ДОКУМЕНТ
------------------------
Структура работы: диссертация состоит из Введения, двух исследовательских глав, Заключения, Библиографии, Примечаний и Приложения, в которое вошли обнаруженные нами произведения А. Несмелова, ранее не опубликованные в России и не включенные в сборники «Арсений Несмелов. Без Москвы, без России» (Москва, 1990) и «Арсений Несмелов. Без России» (Антиквариат, США, 1990).

Историко-литературная ситуация Владивостока начала 1920-х годов. Специфика литературного процесса (тенденции, имена, судьбы)

Литературная жизнь Владивостока в начале 1920-х годов была пестрой и многообразной. Наряду с развивающейся литературой, сориентированной на пролетарские, даже пролеткультовские установки, существовали приверженцы модернистских течений, последователи А. Блока, В. Маяковского, Н. Гумилева, С. Есенина, отразивших в своем творчестве наиболее характерные тенденции развития русской поэзии XX века. В этот период особенно ощутимо влияние «серебряного века» на поэтическое творчество Владивостока.

Следует отметить, что такое «смешение», разнообразие и противостояние поэтических тенденций было свойственно всей русской поэзии, от Петербурга до Владивостока. Только здесь все это приобретало наиболее обостренный характер.
------------------------
ЗАДАНИЕ 1
Чье влияние на поэзию Владивостока в начале 1920-х годов было особенно ощутимым, согласно тексту о литературной жизни города?
Текст и записи — отдельные материалы, между собой не связанные.
------------------------
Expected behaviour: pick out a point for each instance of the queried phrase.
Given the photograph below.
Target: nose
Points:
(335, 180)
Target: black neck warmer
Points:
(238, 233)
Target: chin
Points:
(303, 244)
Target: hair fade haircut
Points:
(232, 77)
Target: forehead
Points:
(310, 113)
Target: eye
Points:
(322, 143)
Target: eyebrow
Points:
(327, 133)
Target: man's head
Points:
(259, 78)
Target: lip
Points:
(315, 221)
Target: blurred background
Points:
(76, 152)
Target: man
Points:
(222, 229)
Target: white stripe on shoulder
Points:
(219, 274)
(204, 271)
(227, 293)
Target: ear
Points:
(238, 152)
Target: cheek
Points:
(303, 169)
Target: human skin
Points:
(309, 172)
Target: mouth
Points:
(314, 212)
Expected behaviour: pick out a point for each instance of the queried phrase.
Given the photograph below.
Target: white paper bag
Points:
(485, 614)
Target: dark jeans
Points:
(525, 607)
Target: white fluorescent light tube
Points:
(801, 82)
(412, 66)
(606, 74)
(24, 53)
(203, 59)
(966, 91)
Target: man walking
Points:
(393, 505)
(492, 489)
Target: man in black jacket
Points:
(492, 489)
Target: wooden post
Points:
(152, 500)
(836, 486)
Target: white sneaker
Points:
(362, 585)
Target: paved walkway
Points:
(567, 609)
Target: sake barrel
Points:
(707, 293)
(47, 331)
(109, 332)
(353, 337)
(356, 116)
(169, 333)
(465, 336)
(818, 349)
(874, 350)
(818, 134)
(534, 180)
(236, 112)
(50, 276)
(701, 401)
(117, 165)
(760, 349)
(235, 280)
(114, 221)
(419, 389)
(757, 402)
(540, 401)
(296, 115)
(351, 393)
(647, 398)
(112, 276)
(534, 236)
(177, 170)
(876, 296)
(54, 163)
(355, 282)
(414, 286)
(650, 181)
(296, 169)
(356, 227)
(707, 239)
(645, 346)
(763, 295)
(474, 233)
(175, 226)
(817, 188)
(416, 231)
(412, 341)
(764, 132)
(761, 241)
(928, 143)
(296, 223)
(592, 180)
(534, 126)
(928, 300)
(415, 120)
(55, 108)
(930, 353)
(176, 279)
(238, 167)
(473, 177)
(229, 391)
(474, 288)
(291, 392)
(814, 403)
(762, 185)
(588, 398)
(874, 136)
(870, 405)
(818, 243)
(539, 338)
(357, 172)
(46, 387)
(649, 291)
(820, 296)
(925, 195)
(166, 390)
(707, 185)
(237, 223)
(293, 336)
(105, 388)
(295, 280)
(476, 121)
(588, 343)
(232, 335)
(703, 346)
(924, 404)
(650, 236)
------------------------
ЗАДАНИЕ 2
Представьте все записи, расположенные после текста, в виде CSV с двумя столбцами: «запрос» и «ответ». Для каждого запроса отведите одну строку, где его текст и его ответ стоят в отдельных полях в кавычках, а переносы строк заменены пробелами.

ОТВЕТ 1
Влияние «серебряного века».

ОТВЕТ 2
запрос,ответ
"Expected behaviour: pick out a point for each instance of the queried phrase. Given the photograph below. Target: nose Points:","(335, 180)"
"Target: black neck warmer Points:","(238, 233)"
"Target: chin Points:","(303, 244)"
"Target: hair fade haircut Points:","(232, 77)"
"Target: forehead Points:","(310, 113)"
"Target: eye Points:","(322, 143)"
"Target: eyebrow Points:","(327, 133)"
"Target: man's head Points:","(259, 78)"
"Target: lip Points:","(315, 221)"
"Target: blurred background Points:","(76, 152)"
"Target: man Points:","(222, 229)"
"Target: white stripe on shoulder Points:","(219, 274) (204, 271) (227, 293)"
"Target: ear Points:","(238, 152)"
"Target: cheek Points:","(303, 169)"
"Target: human skin Points:","(309, 172)"
"Target: mouth Points:","(314, 212)"
"Expected behaviour: pick out a point for each instance of the queried phrase. Given the photograph below. Target: white paper bag Points:","(485, 614)"
"Target: dark jeans Points:","(525, 607)"
"Target: white fluorescent light tube Points:","(801, 82) (412, 66) (606, 74) (24, 53) (203, 59) (966, 91)"
"Target: man walking Points:","(393, 505) (492, 489)"
"Target: man in black jacket Points:","(492, 489)"
"Target: wooden post Points:","(152, 500) (836, 486)"
"Target: white sneaker Points:","(362, 585)"
"Target: paved walkway Points:","(567, 609)"
"Target: sake barrel Points:","(707, 293) (47, 331) (109, 332) (353, 337) (356, 116) (169, 333) (465, 336) (818, 349) (874, 350) (818, 134) (534, 180) (236, 112) (50, 276) (701, 401) (117, 165) (760, 349) (235, 280) (114, 221) (419, 389) (757, 402) (540, 401) (296, 115) (351, 393) (647, 398) (112, 276) (534, 236) (177, 170) (876, 296) (54, 163) (355, 282) (414, 286) (650, 181) (296, 169) (356, 227) (707, 239) (645, 346) (763, 295) (474, 233) (175, 226) (817, 188) (416, 231) (412, 341) (764, 132) (761, 241) (928, 143) (296, 223) (592, 180) (534, 126) (928, 300) (415, 120) (55, 108) (930, 353) (176, 279) (238, 167) (473, 177) (229, 391) (474, 288) (291, 392) (814, 403) (762, 185) (588, 398) (874, 136) (870, 405) (818, 243) (539, 338) (357, 172) (46, 387) (649, 291) (820, 296) (925, 195) (166, 390) (707, 185) (237, 223) (293, 336) (105, 388) (295, 280) (476, 121) (588, 343) (232, 335) (703, 346) (924, 404) (650, 236)"